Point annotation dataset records
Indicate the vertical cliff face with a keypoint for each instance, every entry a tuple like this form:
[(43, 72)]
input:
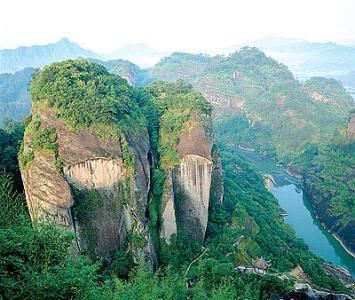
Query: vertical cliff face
[(87, 158), (194, 182), (94, 196)]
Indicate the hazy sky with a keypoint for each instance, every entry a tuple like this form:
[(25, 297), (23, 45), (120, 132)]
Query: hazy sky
[(193, 25)]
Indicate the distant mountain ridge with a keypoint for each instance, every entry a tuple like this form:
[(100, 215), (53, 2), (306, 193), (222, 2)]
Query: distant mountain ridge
[(12, 60), (306, 59), (140, 54)]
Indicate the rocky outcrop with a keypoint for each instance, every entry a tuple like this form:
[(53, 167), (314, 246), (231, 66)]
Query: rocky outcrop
[(95, 196), (193, 183)]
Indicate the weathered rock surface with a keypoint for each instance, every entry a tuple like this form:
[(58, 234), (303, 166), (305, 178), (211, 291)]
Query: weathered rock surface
[(193, 183), (106, 203)]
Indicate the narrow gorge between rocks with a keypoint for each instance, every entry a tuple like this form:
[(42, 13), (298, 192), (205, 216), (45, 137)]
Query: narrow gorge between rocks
[(300, 214)]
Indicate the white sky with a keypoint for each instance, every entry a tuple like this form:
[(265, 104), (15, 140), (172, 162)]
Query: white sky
[(194, 25)]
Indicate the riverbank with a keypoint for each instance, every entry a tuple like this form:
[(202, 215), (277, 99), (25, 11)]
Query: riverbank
[(301, 214), (291, 170), (341, 243)]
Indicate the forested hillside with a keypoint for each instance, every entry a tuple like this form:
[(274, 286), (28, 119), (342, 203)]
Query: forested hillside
[(14, 95), (290, 114), (150, 127)]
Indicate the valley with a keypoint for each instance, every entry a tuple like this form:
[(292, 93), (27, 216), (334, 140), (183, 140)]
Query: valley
[(143, 168), (300, 213)]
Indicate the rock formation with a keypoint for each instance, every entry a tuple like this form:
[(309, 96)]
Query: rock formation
[(95, 196), (90, 171), (194, 182)]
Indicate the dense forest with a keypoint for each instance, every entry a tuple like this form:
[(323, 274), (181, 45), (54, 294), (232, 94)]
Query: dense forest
[(38, 267), (14, 96), (36, 258)]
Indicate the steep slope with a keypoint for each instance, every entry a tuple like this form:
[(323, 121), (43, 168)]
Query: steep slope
[(12, 60), (329, 180), (265, 91), (307, 59), (124, 68), (186, 155), (140, 54), (81, 167), (14, 95), (89, 151)]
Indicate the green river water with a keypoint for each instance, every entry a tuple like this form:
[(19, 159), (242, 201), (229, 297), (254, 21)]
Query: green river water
[(300, 213)]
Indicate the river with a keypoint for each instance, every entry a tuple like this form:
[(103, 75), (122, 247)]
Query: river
[(300, 213)]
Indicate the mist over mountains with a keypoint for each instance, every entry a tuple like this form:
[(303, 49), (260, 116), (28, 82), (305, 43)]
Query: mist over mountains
[(305, 59), (12, 60)]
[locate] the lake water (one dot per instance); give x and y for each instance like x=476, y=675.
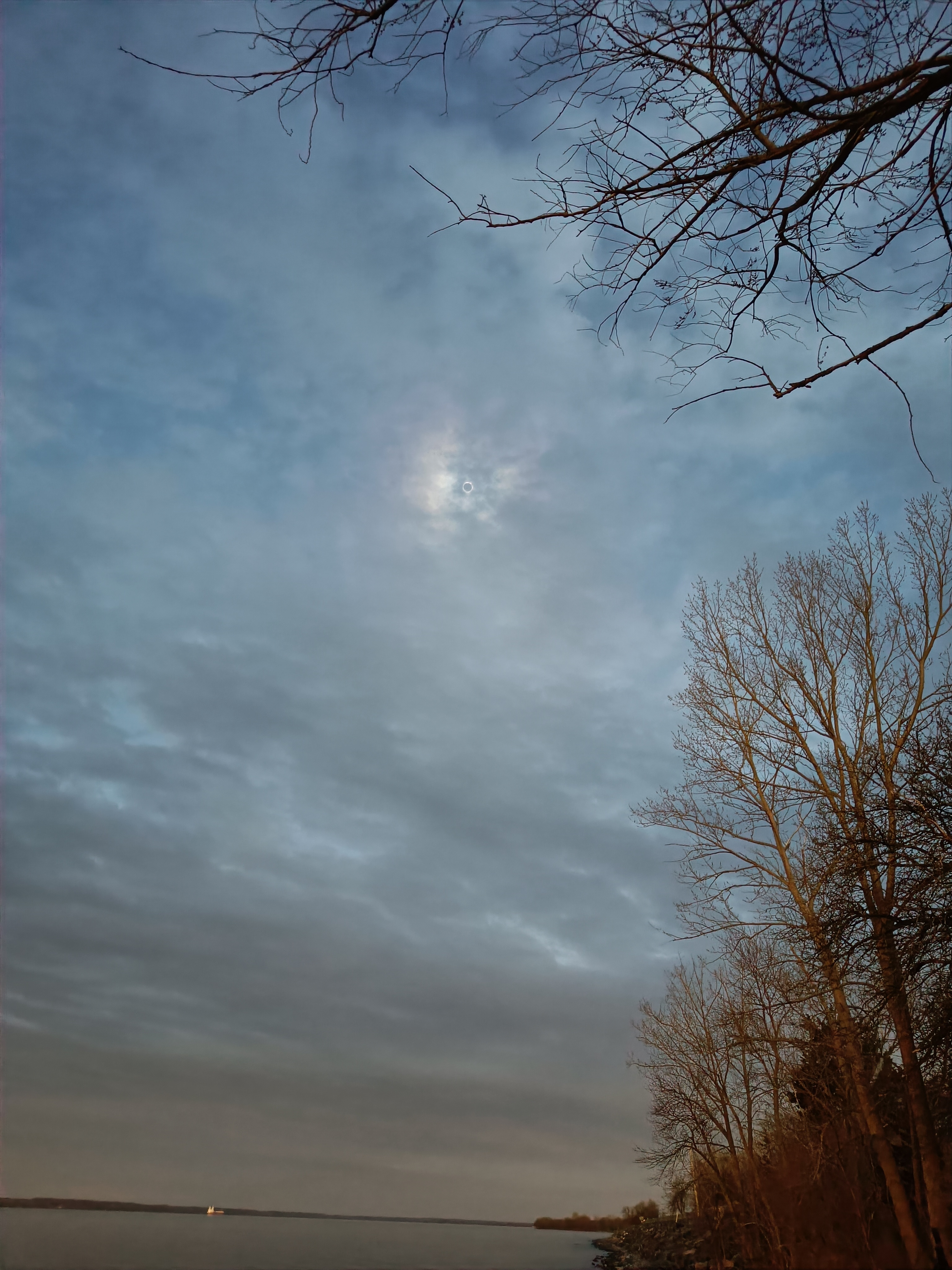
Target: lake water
x=45, y=1240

◆ **STATED PROBLEM**:
Rewrite the data from its beginning through the line containing "[(143, 168), (300, 213)]", inclusive, with every "keypoint" replaced by "marker" and nothing else changed. Omit the pictures.

◆ **WRITTEN RESPONSE**:
Indicate the vertical cliff face with a marker for each instance, every entry a tuple like this form:
[(43, 72)]
input:
Query: vertical cliff face
[(87, 158), (194, 182), (94, 196)]
Indicate the hazy sky with a marker for each instance, every entry a tuple like this form:
[(25, 297), (23, 45), (120, 132)]
Query: hazy sky
[(193, 25)]
Indicate the distant mountain ridge with a marker for each instance, every entry a tuple like this form:
[(100, 215), (53, 2), (306, 193), (222, 2)]
Query: distant mountain ridge
[(12, 60), (306, 59), (140, 54)]
Indicate the rocky outcrop with a marker for each instance, every entry a tuple like this form:
[(53, 167), (314, 246), (231, 66)]
Query: rocky outcrop
[(95, 196), (193, 183)]
Indicate the weathered rock surface with a marker for each instance, every entry a tuple like this form:
[(58, 234), (303, 166), (305, 178), (211, 291)]
Query: weathered rock surface
[(193, 183), (106, 203)]
Indicate the narrow gorge between rocks with a marker for each instance, every entry a tuple like this form:
[(42, 13), (298, 192), (205, 216), (45, 137)]
Query: narrow gorge between rocks
[(300, 214)]
Indicate the white sky with a marker for each instance, every entry a tuple like this form:
[(265, 104), (15, 140), (172, 162)]
Query: white sky
[(194, 25)]
Indicate the riverbank with a marker for each instance, every entry a tuple like this form:
[(202, 215), (277, 99), (25, 11)]
Query: riverbank
[(301, 214), (291, 170), (341, 243)]
Indicate the forested hillside with a marker for each instance, every entry a tuple like this form:
[(274, 286), (28, 119), (342, 203)]
Query: forested hillside
[(14, 95), (290, 114), (150, 127)]
Indicate the valley with a marker for each instance, every entry a tuple like this form:
[(292, 93), (27, 216), (334, 140), (183, 140)]
Query: valley
[(143, 168), (300, 213)]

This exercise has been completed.